**Written problem**
Please recast all the lines below as a Markdown table with two columns, Row and Line. Give each line a row number, and leave out any blank lines.

**Task data**
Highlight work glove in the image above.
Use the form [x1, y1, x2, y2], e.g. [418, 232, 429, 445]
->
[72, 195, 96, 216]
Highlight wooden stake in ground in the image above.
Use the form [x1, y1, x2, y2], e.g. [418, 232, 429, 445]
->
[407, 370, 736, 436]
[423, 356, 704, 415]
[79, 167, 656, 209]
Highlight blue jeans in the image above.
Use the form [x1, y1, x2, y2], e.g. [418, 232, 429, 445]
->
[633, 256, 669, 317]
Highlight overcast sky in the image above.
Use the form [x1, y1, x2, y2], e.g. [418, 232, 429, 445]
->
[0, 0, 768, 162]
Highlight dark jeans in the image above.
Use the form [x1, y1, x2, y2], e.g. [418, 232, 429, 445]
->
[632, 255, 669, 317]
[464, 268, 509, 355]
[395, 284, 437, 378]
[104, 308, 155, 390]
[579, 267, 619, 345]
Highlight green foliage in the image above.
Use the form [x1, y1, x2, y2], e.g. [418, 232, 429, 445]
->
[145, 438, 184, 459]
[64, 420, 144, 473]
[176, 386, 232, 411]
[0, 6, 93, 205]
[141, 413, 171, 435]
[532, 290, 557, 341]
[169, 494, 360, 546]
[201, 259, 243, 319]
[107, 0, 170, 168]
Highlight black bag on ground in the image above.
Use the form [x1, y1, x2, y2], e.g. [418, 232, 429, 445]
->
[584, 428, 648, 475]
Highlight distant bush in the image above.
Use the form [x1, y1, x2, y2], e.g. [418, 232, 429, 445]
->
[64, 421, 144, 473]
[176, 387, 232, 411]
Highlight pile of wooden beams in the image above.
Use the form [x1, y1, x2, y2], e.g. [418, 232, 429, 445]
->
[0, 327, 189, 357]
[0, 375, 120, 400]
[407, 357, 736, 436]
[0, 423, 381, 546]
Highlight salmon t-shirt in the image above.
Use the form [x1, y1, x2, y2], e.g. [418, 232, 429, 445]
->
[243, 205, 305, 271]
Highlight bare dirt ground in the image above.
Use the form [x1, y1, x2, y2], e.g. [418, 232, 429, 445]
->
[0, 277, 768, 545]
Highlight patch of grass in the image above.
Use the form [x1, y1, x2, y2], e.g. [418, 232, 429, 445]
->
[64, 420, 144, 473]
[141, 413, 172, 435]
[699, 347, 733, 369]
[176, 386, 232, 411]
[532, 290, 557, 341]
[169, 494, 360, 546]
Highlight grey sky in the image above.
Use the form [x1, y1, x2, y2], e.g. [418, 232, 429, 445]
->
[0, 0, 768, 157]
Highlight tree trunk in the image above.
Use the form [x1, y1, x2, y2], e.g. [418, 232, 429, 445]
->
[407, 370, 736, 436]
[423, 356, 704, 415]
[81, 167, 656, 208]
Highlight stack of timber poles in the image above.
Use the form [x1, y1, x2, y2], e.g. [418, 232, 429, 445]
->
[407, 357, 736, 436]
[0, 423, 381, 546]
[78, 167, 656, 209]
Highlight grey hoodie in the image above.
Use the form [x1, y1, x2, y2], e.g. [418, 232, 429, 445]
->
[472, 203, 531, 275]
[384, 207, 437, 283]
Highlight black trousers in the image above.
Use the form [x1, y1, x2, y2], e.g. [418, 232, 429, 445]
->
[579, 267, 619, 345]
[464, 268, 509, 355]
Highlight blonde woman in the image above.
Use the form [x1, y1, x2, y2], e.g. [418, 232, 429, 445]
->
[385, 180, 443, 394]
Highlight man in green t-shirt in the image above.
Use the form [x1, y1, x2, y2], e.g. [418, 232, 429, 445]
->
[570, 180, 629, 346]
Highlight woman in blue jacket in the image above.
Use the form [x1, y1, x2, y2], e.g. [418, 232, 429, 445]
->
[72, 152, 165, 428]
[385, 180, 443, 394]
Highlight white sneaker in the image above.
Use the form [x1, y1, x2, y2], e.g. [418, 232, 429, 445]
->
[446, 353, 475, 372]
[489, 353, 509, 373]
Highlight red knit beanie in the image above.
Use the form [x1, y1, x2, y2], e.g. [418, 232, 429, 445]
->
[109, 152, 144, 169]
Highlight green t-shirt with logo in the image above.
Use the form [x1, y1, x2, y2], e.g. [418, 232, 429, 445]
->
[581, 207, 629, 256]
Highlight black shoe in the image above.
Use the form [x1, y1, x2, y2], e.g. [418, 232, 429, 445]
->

**Exercise response**
| Row | Line |
|---|---|
| 1 | Highlight work glove in the image above. |
| 2 | Use the form [x1, y1, x2, y2], e.g. [418, 232, 429, 445] |
| 3 | -> |
| 4 | [72, 195, 96, 216] |
| 5 | Highlight wooden stake in ground in the image above. |
| 6 | Use the form [x1, y1, x2, y2], e.g. [418, 232, 429, 445] |
| 7 | -> |
| 8 | [407, 370, 736, 436] |
| 9 | [423, 356, 704, 415] |
| 10 | [79, 167, 656, 209] |
| 11 | Highlight blue jeans in the image above. |
| 12 | Use the form [x1, y1, x2, y2], e.g. [418, 232, 429, 445] |
| 13 | -> |
| 14 | [633, 256, 669, 317] |
| 15 | Highlight overcast sky in the image above. |
| 16 | Use the form [x1, y1, x2, y2], e.g. [418, 232, 429, 445] |
| 17 | -> |
| 18 | [0, 0, 768, 162] |
| 19 | Highlight dark jeans in the image above. |
| 20 | Use the form [x1, y1, x2, y2], e.g. [418, 232, 429, 445] |
| 21 | -> |
| 22 | [632, 255, 669, 317] |
| 23 | [464, 268, 509, 355] |
| 24 | [395, 284, 437, 378] |
| 25 | [104, 308, 155, 390] |
| 26 | [579, 267, 619, 345] |
| 27 | Highlight green foliage in the image above. |
| 28 | Use the form [x1, y1, x2, y2], e.g. [418, 232, 429, 445] |
| 29 | -> |
| 30 | [145, 438, 184, 459] |
| 31 | [64, 420, 144, 473] |
| 32 | [176, 386, 232, 411] |
| 33 | [0, 6, 93, 205] |
| 34 | [141, 413, 171, 435] |
| 35 | [532, 290, 557, 341] |
| 36 | [169, 494, 360, 546] |
| 37 | [201, 259, 243, 319] |
| 38 | [107, 0, 170, 168] |
| 39 | Highlight black bag on ground in the image above. |
| 40 | Use the form [x1, y1, x2, y2], e.g. [418, 232, 429, 445] |
| 41 | -> |
| 42 | [584, 428, 648, 475] |
| 43 | Highlight distant bush in the image above. |
| 44 | Use the form [x1, y1, x2, y2], e.g. [418, 232, 429, 445] |
| 45 | -> |
| 46 | [64, 421, 144, 473] |
| 47 | [176, 387, 232, 411] |
| 48 | Highlight pile of wooden beams in the image above. |
| 49 | Use the form [x1, y1, x2, y2], e.g. [418, 232, 429, 445] |
| 50 | -> |
| 51 | [0, 327, 189, 357] |
| 52 | [0, 375, 120, 400] |
| 53 | [407, 357, 736, 436] |
| 54 | [0, 423, 381, 546] |
| 55 | Highlight salmon t-shirt in the image above. |
| 56 | Use the form [x1, y1, x2, y2], e.g. [418, 232, 429, 445] |
| 57 | -> |
| 58 | [243, 205, 305, 271] |
| 59 | Highlight bare dirt ground in the image above. |
| 60 | Use the form [x1, y1, x2, y2], e.g. [418, 232, 429, 445] |
| 61 | -> |
| 62 | [0, 277, 768, 545] |
| 63 | Highlight patch of grass in the image above. |
| 64 | Use the form [x1, y1, x2, y2], e.g. [418, 232, 429, 445] |
| 65 | -> |
| 66 | [64, 420, 144, 473] |
| 67 | [141, 413, 172, 435] |
| 68 | [699, 347, 733, 369] |
| 69 | [176, 386, 232, 411] |
| 70 | [532, 290, 557, 341] |
| 71 | [169, 494, 360, 546] |
| 72 | Highlight grey sky in the image above. |
| 73 | Use the form [x1, y1, x2, y2], e.g. [418, 232, 429, 445] |
| 74 | -> |
| 75 | [0, 0, 768, 157] |
| 76 | Highlight tree trunk in the image above. |
| 77 | Use the form [x1, y1, x2, y2], e.g. [418, 232, 429, 445] |
| 78 | -> |
| 79 | [407, 370, 736, 436] |
| 80 | [423, 356, 704, 415] |
| 81 | [81, 167, 656, 208] |
| 82 | Highlight stack of timber poles in the image above. |
| 83 | Use the form [x1, y1, x2, y2], e.g. [418, 232, 429, 445] |
| 84 | -> |
| 85 | [407, 357, 736, 436] |
| 86 | [0, 423, 381, 546] |
| 87 | [78, 167, 656, 209] |
| 88 | Highlight grey hoodie in the image above. |
| 89 | Use the form [x1, y1, x2, y2], e.g. [418, 232, 429, 445] |
| 90 | -> |
| 91 | [472, 203, 531, 275] |
| 92 | [384, 207, 437, 283] |
| 93 | Highlight black trousers in the image above. |
| 94 | Use the form [x1, y1, x2, y2], e.g. [418, 232, 429, 445] |
| 95 | -> |
| 96 | [579, 267, 619, 345] |
| 97 | [464, 268, 509, 355] |
| 98 | Highlight blonde woman in the image above. |
| 99 | Use the form [x1, y1, x2, y2], e.g. [418, 232, 429, 445] |
| 100 | -> |
| 101 | [385, 180, 443, 394] |
| 102 | Highlight man in green t-shirt in the image above. |
| 103 | Use the form [x1, y1, x2, y2], e.g. [418, 232, 429, 445] |
| 104 | -> |
| 105 | [570, 180, 629, 346] |
| 106 | Highlight woman in blue jacket in the image above. |
| 107 | Use the form [x1, y1, x2, y2], e.g. [418, 232, 429, 445] |
| 108 | -> |
| 109 | [72, 152, 165, 428] |
| 110 | [385, 180, 443, 394] |
| 111 | Highlight white sneaker in the image above. |
| 112 | Use the form [x1, y1, x2, y2], e.g. [418, 232, 429, 445] |
| 113 | -> |
| 114 | [446, 353, 475, 372] |
| 115 | [489, 353, 509, 373] |
| 116 | Highlight red knit beanie in the image above. |
| 117 | Use the form [x1, y1, x2, y2], e.g. [418, 232, 429, 445] |
| 118 | -> |
| 119 | [109, 152, 144, 169] |
| 120 | Highlight green t-shirt with logo in the image above. |
| 121 | Use the form [x1, y1, x2, y2], e.g. [418, 232, 429, 445] |
| 122 | -> |
| 123 | [581, 207, 629, 256] |
| 124 | Highlight black shoe in the image above. |
| 125 | Use the form [x1, y1, x2, y2], e.g. [418, 232, 429, 445] |
| 126 | -> |